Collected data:
---

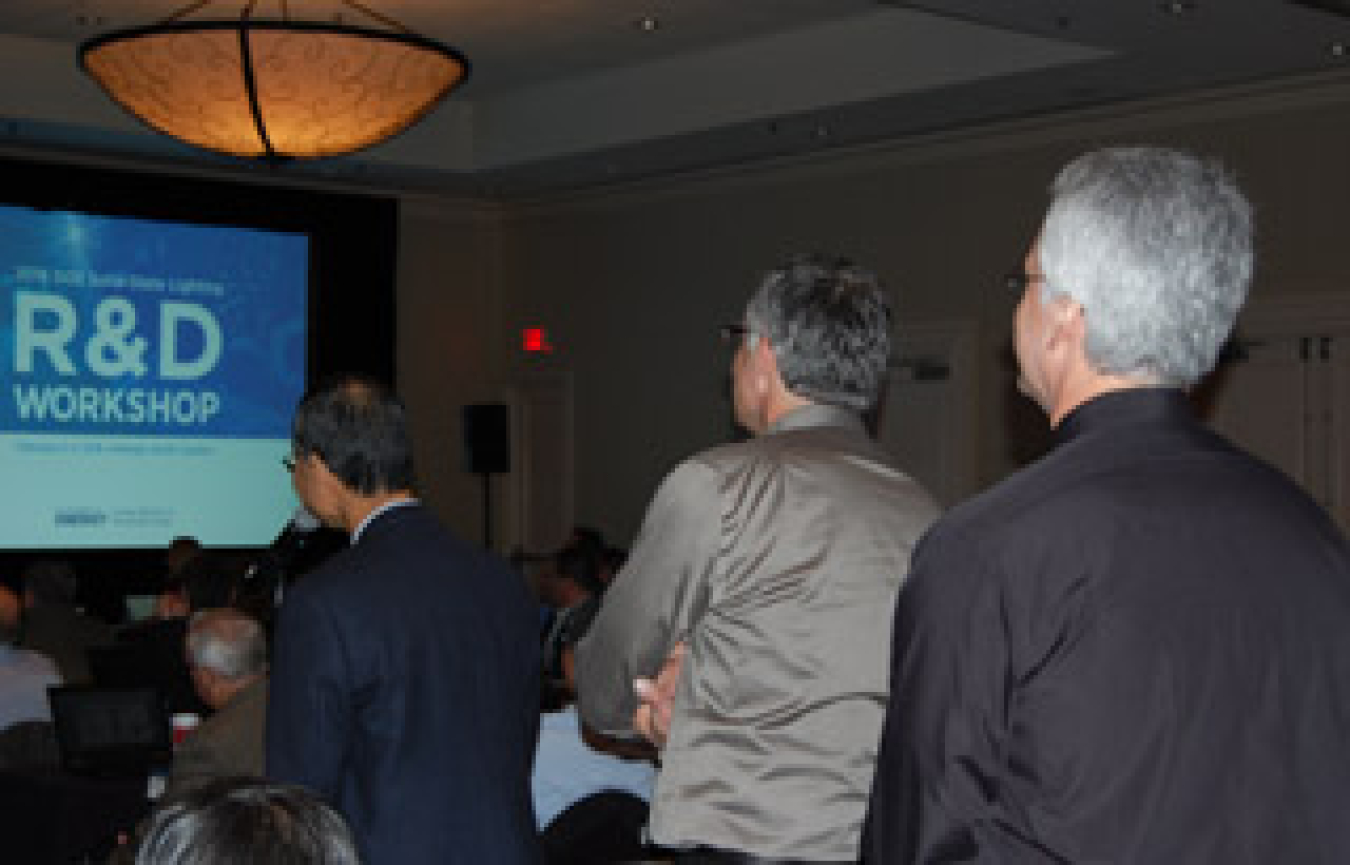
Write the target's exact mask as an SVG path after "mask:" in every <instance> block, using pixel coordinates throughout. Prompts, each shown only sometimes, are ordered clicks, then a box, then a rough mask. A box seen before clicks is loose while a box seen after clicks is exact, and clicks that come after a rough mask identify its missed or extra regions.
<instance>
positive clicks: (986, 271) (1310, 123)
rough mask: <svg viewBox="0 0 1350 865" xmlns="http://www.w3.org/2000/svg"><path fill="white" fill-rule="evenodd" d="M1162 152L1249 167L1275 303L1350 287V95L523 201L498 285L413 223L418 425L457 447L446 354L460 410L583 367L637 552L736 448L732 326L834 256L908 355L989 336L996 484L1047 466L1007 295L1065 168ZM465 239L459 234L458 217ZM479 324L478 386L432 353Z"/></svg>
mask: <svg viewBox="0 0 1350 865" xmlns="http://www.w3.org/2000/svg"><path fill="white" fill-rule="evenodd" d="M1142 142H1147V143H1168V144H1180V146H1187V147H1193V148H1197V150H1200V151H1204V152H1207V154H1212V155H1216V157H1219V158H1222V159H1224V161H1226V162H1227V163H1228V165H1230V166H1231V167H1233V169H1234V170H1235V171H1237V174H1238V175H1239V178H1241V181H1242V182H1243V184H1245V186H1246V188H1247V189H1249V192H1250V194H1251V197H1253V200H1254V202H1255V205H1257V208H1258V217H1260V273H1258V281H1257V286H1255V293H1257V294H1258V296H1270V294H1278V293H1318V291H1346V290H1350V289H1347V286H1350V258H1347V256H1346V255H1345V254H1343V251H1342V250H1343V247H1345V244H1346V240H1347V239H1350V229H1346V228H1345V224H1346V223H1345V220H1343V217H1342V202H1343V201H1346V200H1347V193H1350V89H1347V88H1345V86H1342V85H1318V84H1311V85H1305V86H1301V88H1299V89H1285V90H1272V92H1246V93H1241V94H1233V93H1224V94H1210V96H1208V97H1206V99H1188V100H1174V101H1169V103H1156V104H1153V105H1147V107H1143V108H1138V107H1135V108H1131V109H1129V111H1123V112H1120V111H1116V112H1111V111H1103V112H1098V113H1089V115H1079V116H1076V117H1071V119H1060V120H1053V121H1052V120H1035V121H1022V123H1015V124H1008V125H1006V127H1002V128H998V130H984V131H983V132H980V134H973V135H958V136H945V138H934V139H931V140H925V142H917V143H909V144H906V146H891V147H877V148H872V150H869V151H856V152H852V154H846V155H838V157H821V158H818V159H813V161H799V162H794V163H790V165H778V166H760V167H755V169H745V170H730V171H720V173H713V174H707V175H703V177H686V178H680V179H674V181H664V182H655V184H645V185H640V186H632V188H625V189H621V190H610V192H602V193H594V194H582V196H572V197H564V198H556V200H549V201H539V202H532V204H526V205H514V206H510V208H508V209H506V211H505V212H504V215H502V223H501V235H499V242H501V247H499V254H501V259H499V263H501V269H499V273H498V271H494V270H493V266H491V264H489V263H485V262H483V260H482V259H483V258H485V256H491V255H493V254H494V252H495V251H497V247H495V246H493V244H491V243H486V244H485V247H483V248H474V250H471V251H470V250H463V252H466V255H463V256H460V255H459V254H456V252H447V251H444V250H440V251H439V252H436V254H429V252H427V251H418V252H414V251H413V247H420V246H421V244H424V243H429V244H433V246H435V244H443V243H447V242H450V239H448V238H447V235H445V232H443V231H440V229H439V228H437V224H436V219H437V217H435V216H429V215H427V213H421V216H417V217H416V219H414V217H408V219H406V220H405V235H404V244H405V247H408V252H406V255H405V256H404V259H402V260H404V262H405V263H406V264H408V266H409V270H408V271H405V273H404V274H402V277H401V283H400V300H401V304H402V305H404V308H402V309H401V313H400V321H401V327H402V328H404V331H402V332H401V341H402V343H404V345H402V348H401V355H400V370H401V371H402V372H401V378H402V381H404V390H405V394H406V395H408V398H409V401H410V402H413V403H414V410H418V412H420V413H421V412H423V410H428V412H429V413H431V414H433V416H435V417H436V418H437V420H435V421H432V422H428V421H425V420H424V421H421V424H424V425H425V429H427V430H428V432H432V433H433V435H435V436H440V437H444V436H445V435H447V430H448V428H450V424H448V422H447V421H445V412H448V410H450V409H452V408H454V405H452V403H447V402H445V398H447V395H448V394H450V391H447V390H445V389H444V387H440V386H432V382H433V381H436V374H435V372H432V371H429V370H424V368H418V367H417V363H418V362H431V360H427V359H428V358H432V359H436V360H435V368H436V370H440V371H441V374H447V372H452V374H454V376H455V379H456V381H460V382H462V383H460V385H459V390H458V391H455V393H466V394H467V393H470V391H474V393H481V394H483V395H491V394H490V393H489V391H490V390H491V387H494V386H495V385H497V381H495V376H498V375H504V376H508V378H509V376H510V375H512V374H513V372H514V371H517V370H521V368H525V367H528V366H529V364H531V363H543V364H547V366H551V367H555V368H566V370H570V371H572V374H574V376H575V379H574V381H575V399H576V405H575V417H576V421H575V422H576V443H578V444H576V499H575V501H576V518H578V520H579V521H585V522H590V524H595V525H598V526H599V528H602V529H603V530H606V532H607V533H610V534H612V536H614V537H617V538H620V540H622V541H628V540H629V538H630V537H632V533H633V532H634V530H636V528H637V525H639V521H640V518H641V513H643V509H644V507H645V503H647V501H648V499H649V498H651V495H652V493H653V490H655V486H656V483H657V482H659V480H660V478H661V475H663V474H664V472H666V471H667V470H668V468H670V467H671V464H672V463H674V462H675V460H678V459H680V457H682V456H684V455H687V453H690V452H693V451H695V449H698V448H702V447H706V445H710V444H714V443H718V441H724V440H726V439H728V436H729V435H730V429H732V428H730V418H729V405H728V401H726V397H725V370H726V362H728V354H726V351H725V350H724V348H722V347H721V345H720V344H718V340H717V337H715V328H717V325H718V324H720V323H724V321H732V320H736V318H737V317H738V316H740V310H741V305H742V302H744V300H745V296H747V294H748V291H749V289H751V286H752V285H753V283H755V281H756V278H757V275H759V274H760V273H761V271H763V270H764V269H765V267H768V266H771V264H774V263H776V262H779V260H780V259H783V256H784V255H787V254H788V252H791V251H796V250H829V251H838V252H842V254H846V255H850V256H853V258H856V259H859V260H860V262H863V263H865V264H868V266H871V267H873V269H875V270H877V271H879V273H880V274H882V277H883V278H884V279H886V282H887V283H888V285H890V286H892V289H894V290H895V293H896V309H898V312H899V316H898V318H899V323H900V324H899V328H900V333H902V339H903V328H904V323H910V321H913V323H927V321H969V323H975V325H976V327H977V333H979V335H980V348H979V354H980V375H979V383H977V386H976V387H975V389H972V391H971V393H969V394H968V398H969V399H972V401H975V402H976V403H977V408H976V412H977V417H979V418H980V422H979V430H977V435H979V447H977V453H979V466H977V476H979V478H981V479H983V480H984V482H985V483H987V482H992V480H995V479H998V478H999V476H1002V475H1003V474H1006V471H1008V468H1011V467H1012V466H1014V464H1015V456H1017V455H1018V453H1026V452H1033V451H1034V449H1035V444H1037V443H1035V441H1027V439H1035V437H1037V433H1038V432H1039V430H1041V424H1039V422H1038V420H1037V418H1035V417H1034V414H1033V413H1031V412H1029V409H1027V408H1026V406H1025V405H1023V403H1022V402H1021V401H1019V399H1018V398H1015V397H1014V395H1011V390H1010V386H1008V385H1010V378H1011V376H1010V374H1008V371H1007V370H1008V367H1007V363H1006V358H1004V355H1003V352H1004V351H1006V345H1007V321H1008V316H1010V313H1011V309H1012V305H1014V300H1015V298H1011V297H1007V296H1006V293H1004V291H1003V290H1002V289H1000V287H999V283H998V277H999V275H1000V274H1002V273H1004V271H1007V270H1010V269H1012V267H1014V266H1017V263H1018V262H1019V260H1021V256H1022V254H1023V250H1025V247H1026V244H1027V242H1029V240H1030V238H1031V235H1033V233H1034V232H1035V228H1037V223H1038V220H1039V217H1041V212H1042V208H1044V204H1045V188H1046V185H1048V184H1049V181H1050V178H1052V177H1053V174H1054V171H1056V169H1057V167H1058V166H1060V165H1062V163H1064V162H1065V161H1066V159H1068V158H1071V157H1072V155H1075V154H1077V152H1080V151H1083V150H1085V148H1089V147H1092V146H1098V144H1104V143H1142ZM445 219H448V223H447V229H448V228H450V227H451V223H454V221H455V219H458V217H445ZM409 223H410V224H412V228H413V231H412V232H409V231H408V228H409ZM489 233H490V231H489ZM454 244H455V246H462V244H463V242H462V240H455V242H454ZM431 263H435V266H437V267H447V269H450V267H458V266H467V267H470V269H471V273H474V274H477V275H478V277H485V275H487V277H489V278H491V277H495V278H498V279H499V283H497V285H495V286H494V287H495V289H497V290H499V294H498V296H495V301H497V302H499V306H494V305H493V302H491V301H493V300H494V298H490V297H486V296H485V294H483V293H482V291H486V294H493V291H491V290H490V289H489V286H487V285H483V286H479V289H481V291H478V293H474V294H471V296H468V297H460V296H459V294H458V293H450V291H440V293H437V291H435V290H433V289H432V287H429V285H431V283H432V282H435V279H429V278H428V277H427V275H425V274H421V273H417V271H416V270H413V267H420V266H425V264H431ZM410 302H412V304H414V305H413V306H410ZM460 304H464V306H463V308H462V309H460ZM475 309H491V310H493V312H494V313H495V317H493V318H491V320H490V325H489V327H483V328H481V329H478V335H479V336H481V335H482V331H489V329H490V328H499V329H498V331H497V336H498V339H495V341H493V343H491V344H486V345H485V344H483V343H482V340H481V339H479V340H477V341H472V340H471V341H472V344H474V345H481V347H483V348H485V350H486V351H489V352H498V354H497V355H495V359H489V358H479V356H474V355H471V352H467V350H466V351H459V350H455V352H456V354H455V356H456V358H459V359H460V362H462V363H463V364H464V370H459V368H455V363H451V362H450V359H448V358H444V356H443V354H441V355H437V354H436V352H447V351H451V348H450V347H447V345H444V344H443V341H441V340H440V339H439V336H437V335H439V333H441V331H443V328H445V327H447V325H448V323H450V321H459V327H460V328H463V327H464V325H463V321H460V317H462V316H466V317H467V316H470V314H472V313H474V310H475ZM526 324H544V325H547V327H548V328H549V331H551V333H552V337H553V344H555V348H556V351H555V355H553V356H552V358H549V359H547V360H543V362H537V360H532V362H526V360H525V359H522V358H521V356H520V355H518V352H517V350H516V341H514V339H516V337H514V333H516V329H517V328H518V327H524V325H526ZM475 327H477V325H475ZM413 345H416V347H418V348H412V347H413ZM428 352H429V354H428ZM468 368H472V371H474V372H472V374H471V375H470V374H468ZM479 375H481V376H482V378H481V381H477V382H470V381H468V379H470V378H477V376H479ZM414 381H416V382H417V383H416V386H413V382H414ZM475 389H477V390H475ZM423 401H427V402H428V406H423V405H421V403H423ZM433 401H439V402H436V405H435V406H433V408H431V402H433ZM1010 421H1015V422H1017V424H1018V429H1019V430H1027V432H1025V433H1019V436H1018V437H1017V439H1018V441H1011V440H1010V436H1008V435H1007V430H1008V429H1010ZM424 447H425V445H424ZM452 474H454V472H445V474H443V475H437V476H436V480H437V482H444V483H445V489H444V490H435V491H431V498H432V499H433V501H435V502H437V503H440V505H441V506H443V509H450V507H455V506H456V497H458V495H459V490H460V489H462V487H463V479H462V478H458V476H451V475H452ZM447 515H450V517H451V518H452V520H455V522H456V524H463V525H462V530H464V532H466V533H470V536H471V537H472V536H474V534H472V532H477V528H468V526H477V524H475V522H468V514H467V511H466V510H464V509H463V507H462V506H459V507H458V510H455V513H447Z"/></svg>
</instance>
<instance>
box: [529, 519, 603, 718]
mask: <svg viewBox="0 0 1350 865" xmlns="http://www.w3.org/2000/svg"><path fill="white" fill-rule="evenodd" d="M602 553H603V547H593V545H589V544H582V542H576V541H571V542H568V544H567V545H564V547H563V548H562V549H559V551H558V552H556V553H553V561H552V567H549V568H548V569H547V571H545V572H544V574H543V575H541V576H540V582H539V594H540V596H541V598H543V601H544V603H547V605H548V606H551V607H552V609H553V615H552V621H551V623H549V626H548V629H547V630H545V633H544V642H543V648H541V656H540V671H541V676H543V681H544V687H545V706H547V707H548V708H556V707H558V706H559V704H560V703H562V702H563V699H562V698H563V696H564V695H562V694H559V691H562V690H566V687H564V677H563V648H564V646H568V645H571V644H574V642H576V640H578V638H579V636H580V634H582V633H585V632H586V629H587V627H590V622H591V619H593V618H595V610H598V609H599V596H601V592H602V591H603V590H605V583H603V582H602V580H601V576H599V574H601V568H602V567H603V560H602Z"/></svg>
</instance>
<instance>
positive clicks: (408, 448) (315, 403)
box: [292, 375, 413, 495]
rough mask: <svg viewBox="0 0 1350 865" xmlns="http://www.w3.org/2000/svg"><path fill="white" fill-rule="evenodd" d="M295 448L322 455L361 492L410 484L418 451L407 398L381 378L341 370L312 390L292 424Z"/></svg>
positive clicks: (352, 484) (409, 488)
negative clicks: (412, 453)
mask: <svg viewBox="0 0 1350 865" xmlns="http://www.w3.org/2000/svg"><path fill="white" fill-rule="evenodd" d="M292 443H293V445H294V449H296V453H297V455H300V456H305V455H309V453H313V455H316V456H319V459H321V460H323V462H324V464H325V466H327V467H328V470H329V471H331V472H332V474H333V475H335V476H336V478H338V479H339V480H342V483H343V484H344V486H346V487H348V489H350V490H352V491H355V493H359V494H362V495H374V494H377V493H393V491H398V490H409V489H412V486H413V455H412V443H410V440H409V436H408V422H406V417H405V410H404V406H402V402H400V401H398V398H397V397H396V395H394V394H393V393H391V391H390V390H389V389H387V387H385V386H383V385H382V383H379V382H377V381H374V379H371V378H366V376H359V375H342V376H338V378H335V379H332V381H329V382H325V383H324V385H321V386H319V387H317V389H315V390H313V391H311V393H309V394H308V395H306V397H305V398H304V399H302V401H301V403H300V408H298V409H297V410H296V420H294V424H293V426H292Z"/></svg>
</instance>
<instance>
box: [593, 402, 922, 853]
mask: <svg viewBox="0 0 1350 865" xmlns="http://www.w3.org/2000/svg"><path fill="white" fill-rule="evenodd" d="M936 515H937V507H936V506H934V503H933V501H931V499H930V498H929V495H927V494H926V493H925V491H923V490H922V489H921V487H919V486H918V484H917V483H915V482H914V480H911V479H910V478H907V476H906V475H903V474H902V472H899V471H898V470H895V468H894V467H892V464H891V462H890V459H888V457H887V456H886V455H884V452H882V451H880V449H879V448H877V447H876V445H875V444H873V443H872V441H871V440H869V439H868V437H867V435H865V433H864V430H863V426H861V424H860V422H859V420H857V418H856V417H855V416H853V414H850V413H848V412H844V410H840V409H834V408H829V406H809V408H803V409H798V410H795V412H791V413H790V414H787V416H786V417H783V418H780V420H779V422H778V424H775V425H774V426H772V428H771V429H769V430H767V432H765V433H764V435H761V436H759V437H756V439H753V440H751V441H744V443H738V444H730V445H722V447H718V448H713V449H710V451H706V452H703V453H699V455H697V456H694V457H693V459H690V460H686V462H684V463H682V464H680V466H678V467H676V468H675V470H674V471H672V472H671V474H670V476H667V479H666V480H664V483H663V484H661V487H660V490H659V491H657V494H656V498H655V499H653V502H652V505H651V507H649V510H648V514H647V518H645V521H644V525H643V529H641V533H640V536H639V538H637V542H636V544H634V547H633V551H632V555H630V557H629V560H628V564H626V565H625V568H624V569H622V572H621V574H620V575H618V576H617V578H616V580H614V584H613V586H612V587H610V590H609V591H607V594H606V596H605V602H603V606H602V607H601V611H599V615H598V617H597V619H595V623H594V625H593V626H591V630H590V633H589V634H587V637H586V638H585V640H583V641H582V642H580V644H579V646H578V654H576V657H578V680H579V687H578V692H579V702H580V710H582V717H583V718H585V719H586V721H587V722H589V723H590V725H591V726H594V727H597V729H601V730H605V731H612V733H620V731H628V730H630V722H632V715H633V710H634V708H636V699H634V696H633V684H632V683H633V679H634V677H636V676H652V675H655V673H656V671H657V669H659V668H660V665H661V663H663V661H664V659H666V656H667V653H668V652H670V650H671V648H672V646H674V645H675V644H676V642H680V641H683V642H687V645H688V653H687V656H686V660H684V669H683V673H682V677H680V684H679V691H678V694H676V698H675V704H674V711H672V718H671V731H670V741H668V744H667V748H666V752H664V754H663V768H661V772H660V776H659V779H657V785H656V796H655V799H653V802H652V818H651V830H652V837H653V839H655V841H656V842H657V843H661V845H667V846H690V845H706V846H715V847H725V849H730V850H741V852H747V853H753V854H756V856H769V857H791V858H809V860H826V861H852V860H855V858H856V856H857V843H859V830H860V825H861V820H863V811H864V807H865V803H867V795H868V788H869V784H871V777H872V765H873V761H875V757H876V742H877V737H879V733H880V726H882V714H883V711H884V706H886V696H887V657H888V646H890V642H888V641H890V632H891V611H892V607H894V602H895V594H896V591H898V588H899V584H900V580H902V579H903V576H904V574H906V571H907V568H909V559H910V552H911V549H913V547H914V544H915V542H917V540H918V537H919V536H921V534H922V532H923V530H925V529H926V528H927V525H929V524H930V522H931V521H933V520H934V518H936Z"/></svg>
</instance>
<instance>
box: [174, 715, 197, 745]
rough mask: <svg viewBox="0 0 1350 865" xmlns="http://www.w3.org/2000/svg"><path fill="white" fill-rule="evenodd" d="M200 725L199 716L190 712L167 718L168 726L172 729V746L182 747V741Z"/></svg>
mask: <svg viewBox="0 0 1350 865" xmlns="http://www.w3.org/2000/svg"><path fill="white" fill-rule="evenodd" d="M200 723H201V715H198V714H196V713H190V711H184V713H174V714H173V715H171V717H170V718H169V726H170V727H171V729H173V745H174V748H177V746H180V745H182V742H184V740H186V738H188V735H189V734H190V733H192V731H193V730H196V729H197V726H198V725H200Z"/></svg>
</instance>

---

Arrange the lines from the start of the records through the line containing "positive clicks: (986, 271) (1310, 123)" as a Markdown table with the columns Row and Text, leaving out blank lines. Leave the pictures out of the table.

| Row | Text |
|---|---|
| 1 | Write the target's exact mask as an SVG path after "mask:" in every <instance> block, using pixel coordinates throughout. Prompts, each shown only sometimes, are ordered clicks, then a box, then a rough mask. A box seen before clicks is loose while a box seen after clicks is exact, and clicks that come after a rough mask identify its missed or extra regions. |
| 2 | <instance> |
| 3 | positive clicks: (986, 271) (1310, 123) |